- _Extracted entries_:
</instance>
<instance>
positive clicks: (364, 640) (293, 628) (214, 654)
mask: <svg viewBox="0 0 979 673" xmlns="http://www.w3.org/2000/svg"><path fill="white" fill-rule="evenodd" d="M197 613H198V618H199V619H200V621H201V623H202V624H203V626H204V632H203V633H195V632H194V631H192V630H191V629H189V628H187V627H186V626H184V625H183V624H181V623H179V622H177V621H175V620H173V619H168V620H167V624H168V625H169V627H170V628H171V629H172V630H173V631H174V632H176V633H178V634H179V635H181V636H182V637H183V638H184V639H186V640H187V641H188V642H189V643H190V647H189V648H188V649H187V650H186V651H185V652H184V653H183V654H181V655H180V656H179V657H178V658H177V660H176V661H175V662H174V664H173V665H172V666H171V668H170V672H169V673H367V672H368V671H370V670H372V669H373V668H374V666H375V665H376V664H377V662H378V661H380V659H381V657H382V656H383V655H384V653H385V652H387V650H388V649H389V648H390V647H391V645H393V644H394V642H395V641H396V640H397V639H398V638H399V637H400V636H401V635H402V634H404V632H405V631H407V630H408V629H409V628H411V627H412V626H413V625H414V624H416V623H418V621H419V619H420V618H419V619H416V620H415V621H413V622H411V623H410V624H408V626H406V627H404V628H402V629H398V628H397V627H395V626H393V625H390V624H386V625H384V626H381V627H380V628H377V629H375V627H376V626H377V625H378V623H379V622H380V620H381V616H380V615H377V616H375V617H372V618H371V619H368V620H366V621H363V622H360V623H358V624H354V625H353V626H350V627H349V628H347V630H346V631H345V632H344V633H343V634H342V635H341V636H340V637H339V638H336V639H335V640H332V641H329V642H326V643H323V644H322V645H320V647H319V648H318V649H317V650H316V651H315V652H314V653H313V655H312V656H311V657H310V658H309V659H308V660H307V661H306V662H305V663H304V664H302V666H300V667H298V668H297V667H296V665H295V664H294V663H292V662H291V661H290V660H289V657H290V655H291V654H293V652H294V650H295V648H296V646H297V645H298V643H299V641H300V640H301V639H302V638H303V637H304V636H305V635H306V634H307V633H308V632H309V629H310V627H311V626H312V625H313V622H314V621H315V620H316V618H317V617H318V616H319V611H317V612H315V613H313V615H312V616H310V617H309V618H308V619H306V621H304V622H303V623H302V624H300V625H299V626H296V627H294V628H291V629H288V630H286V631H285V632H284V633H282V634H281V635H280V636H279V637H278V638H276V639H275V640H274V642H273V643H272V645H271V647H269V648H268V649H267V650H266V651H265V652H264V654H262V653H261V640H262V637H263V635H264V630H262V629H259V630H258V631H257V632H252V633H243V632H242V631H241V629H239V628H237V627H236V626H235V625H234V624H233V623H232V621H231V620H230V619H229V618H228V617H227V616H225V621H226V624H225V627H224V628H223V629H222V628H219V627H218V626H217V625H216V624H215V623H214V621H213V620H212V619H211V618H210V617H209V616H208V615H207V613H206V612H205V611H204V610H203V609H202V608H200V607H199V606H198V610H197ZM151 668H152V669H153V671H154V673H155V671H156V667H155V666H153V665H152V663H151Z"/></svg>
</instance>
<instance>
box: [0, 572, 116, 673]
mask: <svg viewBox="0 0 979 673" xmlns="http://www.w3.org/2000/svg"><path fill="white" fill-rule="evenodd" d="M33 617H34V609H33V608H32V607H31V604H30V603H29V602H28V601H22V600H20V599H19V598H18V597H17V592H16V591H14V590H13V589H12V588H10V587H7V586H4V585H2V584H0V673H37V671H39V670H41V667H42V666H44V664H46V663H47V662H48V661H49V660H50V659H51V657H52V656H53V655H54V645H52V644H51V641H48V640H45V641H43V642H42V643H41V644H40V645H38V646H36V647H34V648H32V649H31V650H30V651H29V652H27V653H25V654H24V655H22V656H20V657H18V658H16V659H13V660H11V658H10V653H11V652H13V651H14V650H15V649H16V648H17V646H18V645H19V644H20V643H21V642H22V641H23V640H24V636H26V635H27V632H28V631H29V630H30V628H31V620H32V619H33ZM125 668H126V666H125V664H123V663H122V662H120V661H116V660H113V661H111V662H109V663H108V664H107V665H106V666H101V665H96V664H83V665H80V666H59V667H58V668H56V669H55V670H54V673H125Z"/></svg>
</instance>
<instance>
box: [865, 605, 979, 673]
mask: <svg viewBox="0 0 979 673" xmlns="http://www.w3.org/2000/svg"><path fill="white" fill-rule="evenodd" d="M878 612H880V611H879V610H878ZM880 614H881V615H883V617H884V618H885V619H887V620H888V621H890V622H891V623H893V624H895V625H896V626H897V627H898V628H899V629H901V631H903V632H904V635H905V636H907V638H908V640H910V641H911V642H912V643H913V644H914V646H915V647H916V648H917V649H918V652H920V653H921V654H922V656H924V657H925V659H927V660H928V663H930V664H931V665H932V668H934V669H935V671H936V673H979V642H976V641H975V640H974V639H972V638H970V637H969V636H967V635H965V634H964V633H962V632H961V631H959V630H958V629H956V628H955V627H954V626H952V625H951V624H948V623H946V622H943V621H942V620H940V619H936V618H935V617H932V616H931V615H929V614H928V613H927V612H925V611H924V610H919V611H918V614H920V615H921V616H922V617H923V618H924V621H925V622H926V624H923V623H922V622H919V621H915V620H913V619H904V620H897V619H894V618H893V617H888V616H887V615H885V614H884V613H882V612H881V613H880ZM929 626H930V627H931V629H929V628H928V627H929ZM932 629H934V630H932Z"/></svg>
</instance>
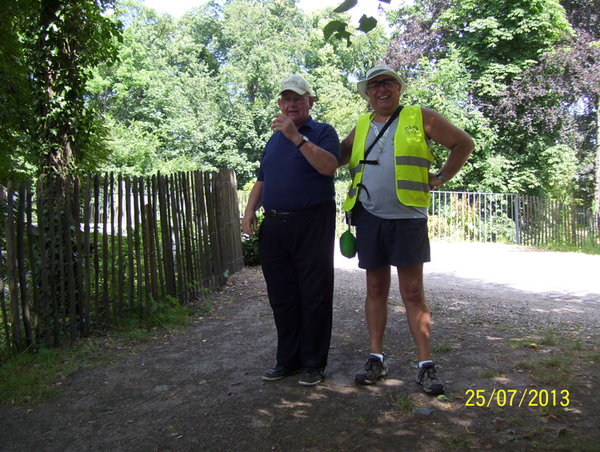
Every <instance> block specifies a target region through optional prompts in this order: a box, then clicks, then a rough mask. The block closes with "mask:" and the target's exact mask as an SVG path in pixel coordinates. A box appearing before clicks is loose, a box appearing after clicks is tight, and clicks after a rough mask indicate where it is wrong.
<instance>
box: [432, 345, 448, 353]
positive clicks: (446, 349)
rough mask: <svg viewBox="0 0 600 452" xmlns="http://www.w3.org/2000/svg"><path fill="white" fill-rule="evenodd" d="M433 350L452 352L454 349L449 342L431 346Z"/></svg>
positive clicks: (441, 351)
mask: <svg viewBox="0 0 600 452" xmlns="http://www.w3.org/2000/svg"><path fill="white" fill-rule="evenodd" d="M431 350H432V351H434V352H436V353H445V352H450V351H452V345H450V344H448V343H445V344H438V345H434V346H433V347H431Z"/></svg>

- _Task to complete_:
All of the data is to be transcribed exactly, with images omitted.

- _Solution_:
</instance>
<instance>
positive clicks: (364, 640) (293, 628) (214, 654)
mask: <svg viewBox="0 0 979 673" xmlns="http://www.w3.org/2000/svg"><path fill="white" fill-rule="evenodd" d="M197 613H198V618H199V619H200V621H201V623H202V624H203V626H204V632H203V633H195V632H194V631H192V630H191V629H189V628H187V627H186V626H184V625H183V624H181V623H179V622H177V621H175V620H173V619H168V620H167V624H168V625H169V627H170V628H171V629H172V630H173V631H174V632H176V633H178V634H179V635H181V636H182V637H183V638H184V639H186V640H187V641H188V642H189V643H190V647H189V648H188V649H187V650H186V651H185V652H184V653H183V654H181V655H180V656H179V657H178V658H177V660H176V661H175V662H174V664H173V665H172V666H171V668H170V672H169V673H367V672H368V671H370V670H372V669H373V668H374V666H375V665H376V664H377V662H378V661H380V659H381V657H382V656H383V655H384V653H385V652H387V650H388V649H389V648H390V647H391V645H393V644H394V642H395V641H396V640H397V639H398V638H399V637H400V636H401V635H402V634H404V632H405V631H407V630H408V629H409V628H411V627H412V626H413V625H414V624H416V623H418V621H419V619H420V618H419V619H416V620H415V621H413V622H411V623H410V624H408V626H406V627H404V628H402V629H398V628H397V627H395V626H393V625H390V624H386V625H384V626H381V627H380V628H377V629H375V627H376V626H377V625H378V623H379V622H380V620H381V616H380V615H377V616H375V617H372V618H371V619H368V620H366V621H363V622H360V623H358V624H354V625H353V626H350V627H349V628H347V630H346V631H345V632H344V633H343V634H342V635H341V636H340V637H339V638H336V639H335V640H332V641H329V642H326V643H323V644H322V645H320V647H319V648H318V649H317V650H316V651H315V652H314V653H313V655H312V656H311V657H310V658H309V659H308V660H307V661H306V662H305V663H304V664H302V666H300V667H298V668H297V667H296V665H295V664H294V663H292V662H291V661H290V660H289V657H290V655H291V654H293V652H294V650H295V648H296V646H297V645H298V643H299V641H300V640H301V639H302V638H303V637H304V636H305V635H306V634H307V633H308V632H309V629H310V627H311V626H312V625H313V622H314V621H315V620H316V618H317V617H318V616H319V611H317V612H315V613H313V615H312V616H310V617H309V618H308V619H306V621H304V622H303V623H302V624H300V625H299V626H296V627H294V628H291V629H288V630H286V631H285V632H284V633H282V634H281V635H280V636H279V637H278V638H276V639H275V640H274V642H273V643H272V645H271V647H269V648H268V649H267V650H266V651H265V652H264V654H262V653H261V640H262V637H263V635H264V630H262V629H259V630H258V631H257V632H252V633H243V632H242V631H241V629H239V628H237V627H236V626H235V625H234V624H233V623H232V621H231V620H230V619H229V618H228V617H227V616H225V621H226V624H225V627H224V628H223V629H222V628H219V627H218V626H217V625H216V624H215V623H214V621H213V620H212V619H211V618H210V617H209V616H208V615H207V613H206V612H205V611H204V610H203V609H202V608H200V607H199V606H198V610H197ZM151 668H152V669H153V671H154V673H155V671H156V667H155V666H153V665H152V663H151Z"/></svg>
</instance>
<instance>
box: [0, 572, 116, 673]
mask: <svg viewBox="0 0 979 673" xmlns="http://www.w3.org/2000/svg"><path fill="white" fill-rule="evenodd" d="M33 617H34V609H33V608H32V607H31V604H30V603H29V602H28V601H22V600H20V599H19V598H18V597H17V592H16V591H14V590H13V589H12V588H10V587H7V586H4V585H2V584H0V673H37V671H39V670H41V667H42V666H44V664H46V663H47V662H48V661H49V660H50V659H51V657H52V656H53V655H54V645H52V644H51V641H48V640H45V641H43V642H42V643H41V644H40V645H38V646H36V647H34V648H32V649H31V650H30V651H29V652H27V653H25V654H24V655H22V656H20V657H18V658H16V659H13V660H11V658H10V653H11V652H13V651H14V650H15V649H16V648H17V646H18V645H19V644H20V643H21V642H22V641H23V640H24V636H26V635H27V632H28V631H29V630H30V628H31V620H32V619H33ZM125 668H126V666H125V664H123V663H122V662H120V661H116V660H113V661H111V662H109V663H108V664H107V665H106V666H101V665H96V664H83V665H80V666H59V667H58V668H56V669H55V670H54V673H125Z"/></svg>
</instance>
<instance>
box: [865, 605, 979, 673]
mask: <svg viewBox="0 0 979 673" xmlns="http://www.w3.org/2000/svg"><path fill="white" fill-rule="evenodd" d="M878 612H880V611H879V610H878ZM880 614H881V615H883V617H884V618H885V619H887V620H888V621H890V622H891V623H893V624H895V625H896V626H897V627H898V628H899V629H901V631H903V632H904V635H905V636H907V638H908V640H910V641H911V642H912V643H913V644H914V646H915V647H916V648H917V649H918V652H920V653H921V654H922V656H924V657H925V659H927V660H928V663H930V664H931V665H932V668H934V669H935V671H936V673H979V642H976V641H975V640H974V639H972V638H970V637H969V636H967V635H965V634H964V633H962V632H961V631H959V630H958V629H956V628H955V627H954V626H952V625H951V624H948V623H946V622H943V621H942V620H940V619H936V618H935V617H932V616H931V615H929V614H928V613H927V612H925V611H924V610H919V611H918V614H920V615H921V616H922V617H923V618H924V621H925V622H926V624H923V623H922V622H919V621H915V620H913V619H904V620H897V619H894V618H893V617H888V616H887V615H885V614H884V613H882V612H881V613H880ZM929 626H930V627H931V629H929V628H928V627H929ZM932 629H934V630H932Z"/></svg>
</instance>
Every <instance> block specifies a target region through optional prompts in this order: a box, then clicks, then a rough mask. The block closes with "mask:" and the target's exact mask as an SVG path in pixel coordinates. A box appearing before clicks is loose, a box appearing after clicks is tight, and clicks after a rough mask indicate where it is wrong.
<instance>
box: [432, 345, 448, 353]
positive clicks: (446, 349)
rough mask: <svg viewBox="0 0 600 452" xmlns="http://www.w3.org/2000/svg"><path fill="white" fill-rule="evenodd" d="M433 350L452 352L454 349L449 342L431 346Z"/></svg>
positive clicks: (441, 351)
mask: <svg viewBox="0 0 600 452" xmlns="http://www.w3.org/2000/svg"><path fill="white" fill-rule="evenodd" d="M431 350H432V351H434V352H436V353H445V352H450V351H452V345H450V344H448V343H445V344H438V345H434V346H433V347H431Z"/></svg>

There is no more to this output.